> **To do**:
From the text on the bug bounty pipeline below, copy the passage starting at "The naive way" and ending at "at the end.".
--- Reading passage Enclosed Below ---
Anatomy of an autonomous bug bounty pipeline

Five tools as job servers behind one MCP entry point

The naive way to give an agent a scanner is to shell out and wait. That breaks two ways: a scan that takes four minutes stalls the whole agent loop, and the raw output that comes back blows the context window. BountyHound’s architecture is a direct response to both problems, and the part I want to argue for is the validation boundary that sits at the end.

One pattern, repeated five times

Every tool is the same shape, which is the whole point. Nuclei, SQLMap, Nmap, Ffuf, and Amass each run as an independent FastAPI service on its own port, sharing a base library (bh-core) for the job model, state manager, and persistence. The agent never talks to them directly. It talks to one unified MCP server that proxies to all five.

plaintext

Claude Code
    |
MCP unified server
    |-- Nuclei  (8188)  template-based vuln scanning
    |-- SQLMap  (8189)  SQL injection testing
    |-- Nmap    (8190)  network recon
    |-- Ffuf    (8191)  web fuzzing
    +-- Amass   (8192)  subdomain enumeration

The contract is identical across all of them: POST /api/{action} starts a job and returns a job_id immediately, GET /api/{action}/{job_id} polls status and results. A scan never blocks the caller. The job runs as a background subprocess and moves through one state machine, running to completed, cancelled, or error. That uniformity is what lets the agent reason about five different tools as if they were one: start, poll, read, repeat.

The pipeline is a chain of cheap-then-expensive

Autonomous hunting is recon, then hypothesis, then test, then validate, then evidence. The async job model maps cleanly onto that because each stage feeds the next without a human in the loop:

The cross-tool workflow is the architecture working as intended: Nmap discovers a service on 8080, Ffuf enumerates directories under it, Nuclei scans the endpoints Ffuf found. Nobody pasted anything between steps.

The discipline: the agent does not own “this is a finding”
--- End of Enclosed Reading passage ---
--- Provided data Enclosed Below ---
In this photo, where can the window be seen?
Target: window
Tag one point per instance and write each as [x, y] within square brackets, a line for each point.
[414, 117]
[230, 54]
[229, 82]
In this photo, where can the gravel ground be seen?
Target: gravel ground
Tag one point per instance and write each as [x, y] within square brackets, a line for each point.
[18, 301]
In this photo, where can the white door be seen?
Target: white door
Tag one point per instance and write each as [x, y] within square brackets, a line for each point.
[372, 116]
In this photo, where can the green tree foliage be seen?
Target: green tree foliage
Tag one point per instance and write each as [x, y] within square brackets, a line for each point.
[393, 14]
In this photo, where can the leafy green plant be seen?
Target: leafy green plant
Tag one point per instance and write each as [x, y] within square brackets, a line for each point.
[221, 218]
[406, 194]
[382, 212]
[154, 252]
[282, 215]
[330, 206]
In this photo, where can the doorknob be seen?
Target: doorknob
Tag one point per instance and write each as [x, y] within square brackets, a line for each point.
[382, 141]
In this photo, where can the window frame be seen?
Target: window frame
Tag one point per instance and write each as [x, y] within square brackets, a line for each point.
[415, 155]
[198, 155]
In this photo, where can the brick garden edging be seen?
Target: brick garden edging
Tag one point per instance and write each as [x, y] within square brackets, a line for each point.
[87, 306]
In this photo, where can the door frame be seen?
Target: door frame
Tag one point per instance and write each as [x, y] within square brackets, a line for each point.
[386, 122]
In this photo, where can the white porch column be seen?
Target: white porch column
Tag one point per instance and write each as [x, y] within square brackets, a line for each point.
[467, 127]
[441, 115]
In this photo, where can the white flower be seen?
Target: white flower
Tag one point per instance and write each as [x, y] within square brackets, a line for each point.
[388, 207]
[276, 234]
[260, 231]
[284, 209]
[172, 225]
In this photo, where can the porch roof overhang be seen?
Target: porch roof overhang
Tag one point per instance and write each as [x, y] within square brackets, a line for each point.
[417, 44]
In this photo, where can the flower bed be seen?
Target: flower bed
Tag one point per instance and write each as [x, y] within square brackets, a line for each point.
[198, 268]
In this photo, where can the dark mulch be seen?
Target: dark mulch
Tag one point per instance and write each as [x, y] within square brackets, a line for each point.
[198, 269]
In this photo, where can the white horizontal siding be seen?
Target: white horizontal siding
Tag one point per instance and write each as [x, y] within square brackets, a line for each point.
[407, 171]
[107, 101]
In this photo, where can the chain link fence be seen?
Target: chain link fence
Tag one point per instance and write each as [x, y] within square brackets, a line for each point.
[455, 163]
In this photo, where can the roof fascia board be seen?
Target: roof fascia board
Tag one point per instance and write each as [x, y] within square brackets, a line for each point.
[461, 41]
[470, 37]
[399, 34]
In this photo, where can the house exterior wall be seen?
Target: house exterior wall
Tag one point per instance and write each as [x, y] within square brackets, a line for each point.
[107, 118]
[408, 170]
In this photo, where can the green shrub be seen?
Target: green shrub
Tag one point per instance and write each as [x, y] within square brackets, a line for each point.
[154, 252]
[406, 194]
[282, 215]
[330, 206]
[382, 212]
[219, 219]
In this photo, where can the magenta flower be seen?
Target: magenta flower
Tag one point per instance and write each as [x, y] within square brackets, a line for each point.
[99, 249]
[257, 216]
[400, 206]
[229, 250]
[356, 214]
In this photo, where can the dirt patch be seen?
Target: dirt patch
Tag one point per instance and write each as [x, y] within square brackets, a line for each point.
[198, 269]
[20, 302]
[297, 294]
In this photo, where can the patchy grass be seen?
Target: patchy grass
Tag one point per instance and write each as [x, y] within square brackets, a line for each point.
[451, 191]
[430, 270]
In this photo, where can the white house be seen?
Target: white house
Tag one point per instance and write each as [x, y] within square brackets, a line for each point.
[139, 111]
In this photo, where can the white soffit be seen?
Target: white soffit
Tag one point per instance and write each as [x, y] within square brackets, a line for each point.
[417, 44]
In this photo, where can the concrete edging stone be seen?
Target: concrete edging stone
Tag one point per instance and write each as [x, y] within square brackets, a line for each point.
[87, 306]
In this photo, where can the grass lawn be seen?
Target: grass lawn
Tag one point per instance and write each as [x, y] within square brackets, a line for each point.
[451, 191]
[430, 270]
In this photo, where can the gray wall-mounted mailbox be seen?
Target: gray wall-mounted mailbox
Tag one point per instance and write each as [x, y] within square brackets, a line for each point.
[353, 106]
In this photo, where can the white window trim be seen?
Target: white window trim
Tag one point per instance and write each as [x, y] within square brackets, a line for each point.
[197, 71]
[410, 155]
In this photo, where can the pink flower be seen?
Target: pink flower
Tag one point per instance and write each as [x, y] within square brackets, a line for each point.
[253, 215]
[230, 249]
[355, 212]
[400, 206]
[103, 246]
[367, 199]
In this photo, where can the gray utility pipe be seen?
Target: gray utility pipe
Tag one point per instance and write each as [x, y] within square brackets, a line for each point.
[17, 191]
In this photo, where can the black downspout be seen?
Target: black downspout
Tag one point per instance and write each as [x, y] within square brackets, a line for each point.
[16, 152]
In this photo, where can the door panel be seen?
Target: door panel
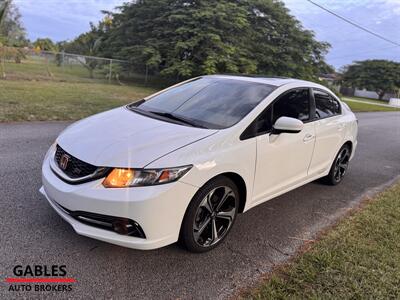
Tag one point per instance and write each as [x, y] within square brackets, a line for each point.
[282, 160]
[329, 134]
[329, 130]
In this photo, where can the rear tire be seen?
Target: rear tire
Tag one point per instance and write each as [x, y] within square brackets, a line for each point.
[210, 215]
[339, 166]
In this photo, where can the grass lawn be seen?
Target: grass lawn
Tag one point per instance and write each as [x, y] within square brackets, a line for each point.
[358, 259]
[23, 100]
[366, 107]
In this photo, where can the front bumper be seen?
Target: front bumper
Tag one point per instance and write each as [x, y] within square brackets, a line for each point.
[159, 209]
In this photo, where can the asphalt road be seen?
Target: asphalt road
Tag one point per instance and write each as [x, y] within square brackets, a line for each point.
[32, 233]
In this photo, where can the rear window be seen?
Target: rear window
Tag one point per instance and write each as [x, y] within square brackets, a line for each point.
[213, 102]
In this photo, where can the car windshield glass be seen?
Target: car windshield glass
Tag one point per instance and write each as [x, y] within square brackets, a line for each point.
[209, 102]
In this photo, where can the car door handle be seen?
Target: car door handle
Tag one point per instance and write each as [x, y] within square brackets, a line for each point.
[308, 137]
[340, 127]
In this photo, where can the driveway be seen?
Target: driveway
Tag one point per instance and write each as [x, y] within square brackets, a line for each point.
[32, 233]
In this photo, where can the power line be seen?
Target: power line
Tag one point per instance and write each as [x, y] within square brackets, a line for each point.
[354, 24]
[360, 53]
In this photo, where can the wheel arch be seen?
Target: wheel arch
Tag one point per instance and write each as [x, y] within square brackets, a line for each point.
[350, 144]
[241, 185]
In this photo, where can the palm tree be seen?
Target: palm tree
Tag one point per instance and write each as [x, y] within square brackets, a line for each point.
[3, 7]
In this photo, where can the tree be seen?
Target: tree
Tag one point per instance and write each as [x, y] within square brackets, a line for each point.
[181, 38]
[12, 33]
[381, 76]
[45, 44]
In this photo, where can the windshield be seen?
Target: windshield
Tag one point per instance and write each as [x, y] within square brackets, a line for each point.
[208, 102]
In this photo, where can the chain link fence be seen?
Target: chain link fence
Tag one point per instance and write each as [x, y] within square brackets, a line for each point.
[32, 64]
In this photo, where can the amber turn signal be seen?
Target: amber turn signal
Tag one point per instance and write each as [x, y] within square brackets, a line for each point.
[119, 178]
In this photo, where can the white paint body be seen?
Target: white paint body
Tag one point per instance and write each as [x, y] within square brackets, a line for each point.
[269, 164]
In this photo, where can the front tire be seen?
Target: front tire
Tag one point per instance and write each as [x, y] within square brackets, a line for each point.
[210, 215]
[339, 166]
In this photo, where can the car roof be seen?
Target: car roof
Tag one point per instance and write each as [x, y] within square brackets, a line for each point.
[275, 81]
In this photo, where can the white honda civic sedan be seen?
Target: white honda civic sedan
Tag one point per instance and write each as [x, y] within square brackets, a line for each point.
[182, 163]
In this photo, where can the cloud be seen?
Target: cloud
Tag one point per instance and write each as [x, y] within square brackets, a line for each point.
[60, 19]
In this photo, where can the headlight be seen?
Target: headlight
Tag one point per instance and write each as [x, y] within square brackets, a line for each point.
[120, 178]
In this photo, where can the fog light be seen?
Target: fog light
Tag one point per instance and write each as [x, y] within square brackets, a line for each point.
[121, 226]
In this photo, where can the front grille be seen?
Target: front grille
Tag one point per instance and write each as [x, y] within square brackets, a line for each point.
[75, 168]
[118, 225]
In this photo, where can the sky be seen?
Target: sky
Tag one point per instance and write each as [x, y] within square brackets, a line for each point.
[63, 20]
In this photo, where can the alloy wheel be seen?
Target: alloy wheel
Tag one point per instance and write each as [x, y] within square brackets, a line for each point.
[214, 216]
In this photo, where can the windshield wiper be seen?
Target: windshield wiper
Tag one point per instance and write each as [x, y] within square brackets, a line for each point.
[176, 118]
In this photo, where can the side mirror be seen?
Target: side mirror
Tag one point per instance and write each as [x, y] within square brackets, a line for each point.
[287, 125]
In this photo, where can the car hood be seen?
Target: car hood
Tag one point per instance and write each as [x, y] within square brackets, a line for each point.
[122, 138]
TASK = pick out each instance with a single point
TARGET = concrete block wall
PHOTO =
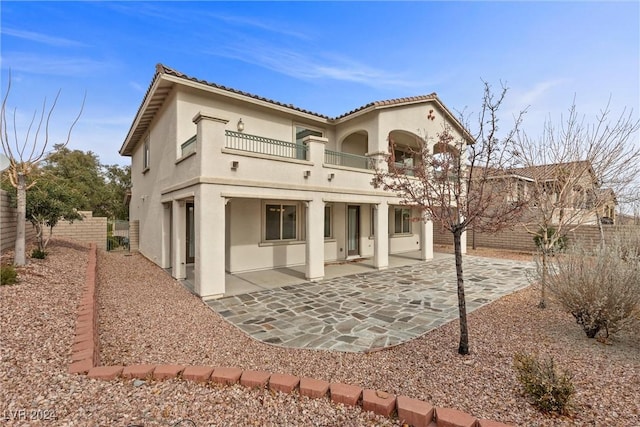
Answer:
(90, 229)
(517, 238)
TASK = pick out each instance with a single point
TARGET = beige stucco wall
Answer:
(171, 178)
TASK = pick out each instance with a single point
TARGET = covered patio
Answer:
(254, 281)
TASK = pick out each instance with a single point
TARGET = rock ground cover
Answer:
(146, 317)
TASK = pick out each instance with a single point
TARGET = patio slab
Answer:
(371, 310)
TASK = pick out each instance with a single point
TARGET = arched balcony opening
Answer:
(405, 149)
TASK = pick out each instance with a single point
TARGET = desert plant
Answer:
(8, 275)
(550, 389)
(599, 287)
(559, 243)
(39, 254)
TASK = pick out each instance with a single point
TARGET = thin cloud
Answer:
(260, 24)
(300, 66)
(37, 64)
(42, 38)
(538, 91)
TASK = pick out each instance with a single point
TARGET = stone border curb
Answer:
(85, 359)
(85, 352)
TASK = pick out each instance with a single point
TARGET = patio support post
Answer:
(314, 250)
(178, 246)
(426, 239)
(209, 213)
(381, 237)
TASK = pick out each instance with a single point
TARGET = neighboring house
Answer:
(571, 187)
(233, 182)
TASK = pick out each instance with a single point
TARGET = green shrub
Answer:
(8, 275)
(550, 389)
(559, 245)
(37, 253)
(599, 287)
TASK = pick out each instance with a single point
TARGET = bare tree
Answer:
(460, 180)
(575, 173)
(24, 154)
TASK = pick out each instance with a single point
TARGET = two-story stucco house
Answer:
(232, 182)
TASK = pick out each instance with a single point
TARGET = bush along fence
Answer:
(85, 360)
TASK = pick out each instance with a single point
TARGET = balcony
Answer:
(348, 160)
(404, 169)
(259, 144)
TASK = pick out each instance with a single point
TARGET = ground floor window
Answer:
(402, 221)
(281, 221)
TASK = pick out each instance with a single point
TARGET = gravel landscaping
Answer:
(147, 317)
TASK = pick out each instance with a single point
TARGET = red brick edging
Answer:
(85, 353)
(85, 359)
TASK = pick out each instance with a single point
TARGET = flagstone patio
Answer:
(370, 310)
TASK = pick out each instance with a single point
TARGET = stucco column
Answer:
(381, 237)
(314, 249)
(165, 261)
(210, 140)
(209, 218)
(426, 239)
(178, 248)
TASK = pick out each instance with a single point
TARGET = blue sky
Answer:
(323, 56)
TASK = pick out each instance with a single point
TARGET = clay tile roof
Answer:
(163, 69)
(153, 100)
(547, 172)
(389, 102)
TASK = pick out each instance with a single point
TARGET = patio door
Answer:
(190, 238)
(353, 230)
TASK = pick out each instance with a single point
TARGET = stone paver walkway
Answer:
(364, 312)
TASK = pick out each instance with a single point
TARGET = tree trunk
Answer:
(543, 290)
(19, 257)
(463, 347)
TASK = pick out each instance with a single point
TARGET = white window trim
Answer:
(302, 125)
(402, 232)
(263, 221)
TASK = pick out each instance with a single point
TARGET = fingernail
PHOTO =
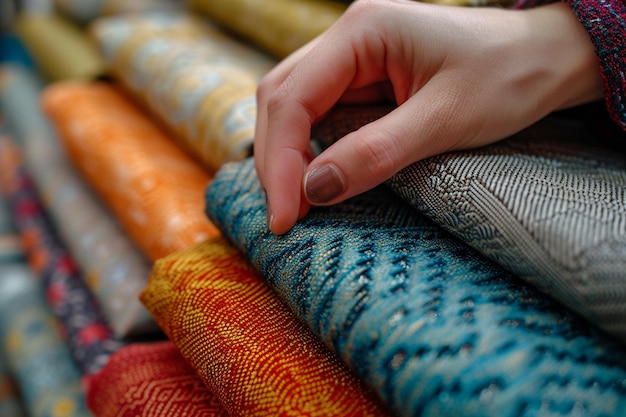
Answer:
(323, 183)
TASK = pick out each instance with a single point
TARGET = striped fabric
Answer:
(433, 327)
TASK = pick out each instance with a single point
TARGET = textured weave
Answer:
(548, 204)
(88, 335)
(605, 20)
(59, 49)
(244, 343)
(199, 81)
(150, 184)
(432, 327)
(112, 265)
(151, 380)
(43, 366)
(279, 26)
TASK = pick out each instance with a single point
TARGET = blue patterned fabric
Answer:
(547, 204)
(88, 334)
(430, 325)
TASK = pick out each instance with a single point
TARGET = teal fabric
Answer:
(548, 204)
(434, 328)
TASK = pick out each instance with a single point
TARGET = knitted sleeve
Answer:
(605, 20)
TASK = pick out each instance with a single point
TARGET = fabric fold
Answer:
(244, 343)
(433, 327)
(150, 184)
(59, 49)
(151, 380)
(86, 331)
(199, 81)
(110, 262)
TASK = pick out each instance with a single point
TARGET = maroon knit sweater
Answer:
(605, 20)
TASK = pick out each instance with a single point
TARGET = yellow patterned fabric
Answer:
(199, 81)
(279, 26)
(152, 186)
(60, 49)
(244, 343)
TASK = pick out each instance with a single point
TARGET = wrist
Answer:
(571, 64)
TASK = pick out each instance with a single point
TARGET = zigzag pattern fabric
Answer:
(548, 204)
(248, 348)
(151, 380)
(433, 327)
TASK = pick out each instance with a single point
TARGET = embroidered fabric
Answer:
(246, 345)
(433, 327)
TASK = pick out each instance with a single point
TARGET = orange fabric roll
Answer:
(153, 187)
(247, 346)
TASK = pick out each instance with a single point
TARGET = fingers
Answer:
(369, 156)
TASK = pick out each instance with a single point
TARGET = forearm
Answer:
(605, 23)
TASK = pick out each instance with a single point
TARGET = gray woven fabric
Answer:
(548, 204)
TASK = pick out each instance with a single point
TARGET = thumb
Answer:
(367, 157)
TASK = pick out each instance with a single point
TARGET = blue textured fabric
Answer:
(430, 325)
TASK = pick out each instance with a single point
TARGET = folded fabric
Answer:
(47, 376)
(88, 335)
(10, 401)
(151, 380)
(59, 49)
(548, 204)
(430, 325)
(114, 268)
(85, 11)
(279, 26)
(199, 81)
(150, 184)
(249, 349)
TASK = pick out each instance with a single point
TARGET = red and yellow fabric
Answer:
(153, 187)
(151, 380)
(246, 345)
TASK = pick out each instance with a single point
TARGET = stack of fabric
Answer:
(138, 276)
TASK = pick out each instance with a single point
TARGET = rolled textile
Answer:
(43, 367)
(113, 267)
(199, 81)
(59, 49)
(249, 349)
(88, 335)
(151, 380)
(434, 328)
(279, 26)
(85, 11)
(547, 204)
(153, 187)
(10, 253)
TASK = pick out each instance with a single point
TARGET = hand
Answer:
(461, 78)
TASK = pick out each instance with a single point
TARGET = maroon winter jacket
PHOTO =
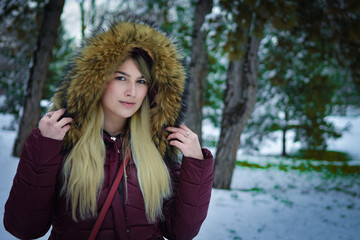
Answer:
(35, 203)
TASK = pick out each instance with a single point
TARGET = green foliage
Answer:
(322, 155)
(19, 21)
(305, 74)
(328, 169)
(22, 22)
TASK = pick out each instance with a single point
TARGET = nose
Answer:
(130, 89)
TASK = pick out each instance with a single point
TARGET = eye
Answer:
(120, 78)
(142, 81)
--- End of Enclosed Provided data ---
> **The answer**:
The naive way to give an agent a scanner is to shell out and wait. That breaks two ways: a scan that takes four minutes stalls the whole agent loop, and the raw output that comes back blows the context window. BountyHound’s architecture is a direct response to both problems, and the part I want to argue for is the validation boundary that sits at the end.